# Start of EXCERPT PROVIDED

Property and Equipment

 

Fixed assets are recorded at their historical cost upon acquisition or cost of construction. The assets are depreciated using the straight-line method over their statutory lives. The fixed asset categories and their estimated lives are as follows:

 

Office Equipment 5 years

 

Income Taxes

 

We account for income taxes under the asset and liability method, which requires the recognition of deferred tax assets and liabilities for the expected future tax consequences of events that have been included in the financial statements. Under this method, deferred tax assets and liabilities are determined based on the differences between the financial statements and tax basis of assets and liabilities using enacted tax rates in effect for the year in which the differences are expected to reverse. Valuation allowances are established when necessary to reduce deferred tax assets to the amount expected to be realized. The Company has incurred a net operating loss for financial-reporting and tax-reporting purposes. Accordingly, for Federal and state income tax purposes, the benefit for income taxes has been offset entirely by a valuation allowance against the related federal and state deferred tax asset for nine months ended March 31, 2016.

 

 F-5 
 

 

NOTE 2 - GOING CONCERN

 

The Company’s financial statements are prepared using generally accepted accounting principles in the United States of America applicable to a going concern that contemplates the realization of assets and liquidation of liabilities in the normal course of business. The Company has not yet established an ongoing source of revenues sufficient to cover its operating costs and allow it to continue as a going concern. During the nine months ended March 31, 2016 the Company recognized sales revenue of $-0- and incurred a net loss of $50,476. As of March 31, 2016 the Company had an accumulated deficit of $881,191. The continuation of the Company as a going concern is dependent upon the continued financial support from its shareholders, the ability to raise equity or debt financing, and the attainment of profitable operations from the Company’s planned business. If the Company is unable to obtain adequate capital, it could be forced to cease operations. These financial statements do not include any adjustments to the recoverability and classification of recorded asset amounts and classification of liabilities that might be necessary should the Company be unable to continue as a going concern. In order to continue as a going concern, the Company will need, among other things, additional capital resources. Management’s plan is to obtain such resources for the Company by obtaining capital from significant shareholders sufficient to meet its operating expenses and seeking equity and/or debt financing from third parties. However management cannot provide any assurances that the Company will be successful in accomplishing any of its plans. The accompanying financial statements do not include any adjustments that might be necessary if the Company is unable to continue as a going concern.

 

NOTE 3 - INCOME TAXES

 

The net deferred tax asset consists of the following:

 

   March 31, 2016   June 30, 2015 
Deferred Tax Asset  $357,705   $314,841 
Less: Valuation Allowance   (357,705)   (314,841)

# End of EXCERPT PROVIDED
# Start of DATA RECORDS

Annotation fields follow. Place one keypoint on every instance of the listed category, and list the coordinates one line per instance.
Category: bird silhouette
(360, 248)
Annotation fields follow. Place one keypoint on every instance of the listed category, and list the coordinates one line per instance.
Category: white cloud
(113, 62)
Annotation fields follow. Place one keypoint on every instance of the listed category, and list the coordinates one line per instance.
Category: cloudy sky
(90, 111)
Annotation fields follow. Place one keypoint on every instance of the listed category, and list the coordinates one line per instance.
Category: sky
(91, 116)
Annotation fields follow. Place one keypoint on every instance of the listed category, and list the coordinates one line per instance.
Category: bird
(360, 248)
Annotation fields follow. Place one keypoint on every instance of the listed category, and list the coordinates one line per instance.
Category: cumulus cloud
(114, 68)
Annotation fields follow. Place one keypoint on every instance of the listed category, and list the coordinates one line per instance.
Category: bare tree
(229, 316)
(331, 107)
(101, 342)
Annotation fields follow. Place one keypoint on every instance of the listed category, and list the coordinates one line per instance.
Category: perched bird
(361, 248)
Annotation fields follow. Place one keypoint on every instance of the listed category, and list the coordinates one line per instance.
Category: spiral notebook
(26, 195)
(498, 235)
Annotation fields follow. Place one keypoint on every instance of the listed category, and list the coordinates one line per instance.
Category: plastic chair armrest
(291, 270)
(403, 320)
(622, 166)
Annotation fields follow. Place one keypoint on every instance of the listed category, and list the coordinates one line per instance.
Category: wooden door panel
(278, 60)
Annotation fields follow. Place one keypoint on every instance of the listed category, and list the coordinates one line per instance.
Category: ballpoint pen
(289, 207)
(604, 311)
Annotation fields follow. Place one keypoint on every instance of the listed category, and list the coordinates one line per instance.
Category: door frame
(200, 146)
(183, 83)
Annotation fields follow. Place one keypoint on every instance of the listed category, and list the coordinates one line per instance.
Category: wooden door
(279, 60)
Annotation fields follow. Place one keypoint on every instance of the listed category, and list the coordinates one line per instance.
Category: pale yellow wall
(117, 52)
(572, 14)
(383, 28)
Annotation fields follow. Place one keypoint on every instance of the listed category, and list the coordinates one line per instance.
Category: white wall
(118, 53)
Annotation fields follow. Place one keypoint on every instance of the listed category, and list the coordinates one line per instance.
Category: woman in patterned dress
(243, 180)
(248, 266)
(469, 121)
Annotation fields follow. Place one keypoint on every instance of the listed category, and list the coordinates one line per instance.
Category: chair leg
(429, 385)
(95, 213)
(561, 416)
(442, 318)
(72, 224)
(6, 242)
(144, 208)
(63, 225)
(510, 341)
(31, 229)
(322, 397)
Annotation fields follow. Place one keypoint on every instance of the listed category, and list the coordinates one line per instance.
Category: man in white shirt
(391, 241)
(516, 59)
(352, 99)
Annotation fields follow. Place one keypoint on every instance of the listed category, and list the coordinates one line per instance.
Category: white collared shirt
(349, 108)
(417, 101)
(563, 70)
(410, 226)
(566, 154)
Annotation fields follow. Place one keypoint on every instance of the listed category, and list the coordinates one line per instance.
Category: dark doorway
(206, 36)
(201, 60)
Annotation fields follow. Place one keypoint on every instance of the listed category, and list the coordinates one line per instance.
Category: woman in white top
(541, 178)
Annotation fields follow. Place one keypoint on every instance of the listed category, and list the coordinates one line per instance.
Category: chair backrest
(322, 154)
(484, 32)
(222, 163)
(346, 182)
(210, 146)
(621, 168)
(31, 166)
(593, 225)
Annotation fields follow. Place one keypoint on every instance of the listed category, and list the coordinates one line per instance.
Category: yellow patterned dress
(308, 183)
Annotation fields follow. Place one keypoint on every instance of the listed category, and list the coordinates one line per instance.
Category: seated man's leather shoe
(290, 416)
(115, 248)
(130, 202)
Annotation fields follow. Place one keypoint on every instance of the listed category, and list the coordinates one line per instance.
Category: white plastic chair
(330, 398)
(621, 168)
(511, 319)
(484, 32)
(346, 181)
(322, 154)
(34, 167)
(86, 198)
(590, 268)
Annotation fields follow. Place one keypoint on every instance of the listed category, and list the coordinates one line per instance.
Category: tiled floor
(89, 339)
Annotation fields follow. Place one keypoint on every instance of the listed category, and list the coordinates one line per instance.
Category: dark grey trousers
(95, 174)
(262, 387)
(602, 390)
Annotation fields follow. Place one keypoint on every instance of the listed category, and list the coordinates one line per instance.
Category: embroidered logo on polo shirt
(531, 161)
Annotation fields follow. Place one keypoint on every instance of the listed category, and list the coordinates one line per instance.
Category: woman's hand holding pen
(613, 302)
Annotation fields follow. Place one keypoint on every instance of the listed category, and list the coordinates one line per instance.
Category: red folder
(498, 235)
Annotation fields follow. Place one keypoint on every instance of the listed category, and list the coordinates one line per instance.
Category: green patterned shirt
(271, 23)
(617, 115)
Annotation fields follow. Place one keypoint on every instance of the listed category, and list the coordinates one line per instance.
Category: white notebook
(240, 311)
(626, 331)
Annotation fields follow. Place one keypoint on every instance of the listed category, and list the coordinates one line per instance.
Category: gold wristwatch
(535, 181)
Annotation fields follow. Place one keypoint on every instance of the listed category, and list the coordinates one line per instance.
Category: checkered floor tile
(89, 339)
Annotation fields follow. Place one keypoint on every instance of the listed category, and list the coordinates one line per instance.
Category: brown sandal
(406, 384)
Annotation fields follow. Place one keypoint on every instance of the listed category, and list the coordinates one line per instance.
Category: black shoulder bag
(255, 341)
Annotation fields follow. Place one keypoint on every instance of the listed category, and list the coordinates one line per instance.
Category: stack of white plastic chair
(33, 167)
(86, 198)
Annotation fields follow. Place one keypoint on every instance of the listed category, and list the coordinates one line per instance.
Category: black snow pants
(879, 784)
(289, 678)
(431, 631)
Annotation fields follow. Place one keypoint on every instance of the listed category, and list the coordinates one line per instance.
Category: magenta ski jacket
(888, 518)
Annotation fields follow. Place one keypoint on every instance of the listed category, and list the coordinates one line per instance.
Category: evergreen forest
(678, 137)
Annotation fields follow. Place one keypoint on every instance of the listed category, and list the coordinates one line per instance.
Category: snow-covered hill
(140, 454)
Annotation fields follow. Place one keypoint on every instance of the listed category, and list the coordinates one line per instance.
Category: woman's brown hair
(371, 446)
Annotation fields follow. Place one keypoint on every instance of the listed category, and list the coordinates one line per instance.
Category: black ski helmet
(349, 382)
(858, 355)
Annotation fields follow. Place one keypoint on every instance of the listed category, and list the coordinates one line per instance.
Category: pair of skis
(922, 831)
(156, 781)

# End of DATA RECORDS

= WHAT YOU NEED TO DO =
**A.** What accumulated deficit did the Company have as of March 31, 2016, according to the financial statement notes?
**B.** Write out the part of the financial statement notes between "NOTE 3 - INCOME" and "Allowance   (357,705)   (314,841)", inclusive, word for word.

= RESPONSES IN ORDER =
**A.** $881,191

**B.**
NOTE 3 - INCOME TAXES

 

The net deferred tax asset consists of the following:

 

   March 31, 2016   June 30, 2015 
Deferred Tax Asset  $357,705   $314,841 
Less: Valuation Allowance   (357,705)   (314,841)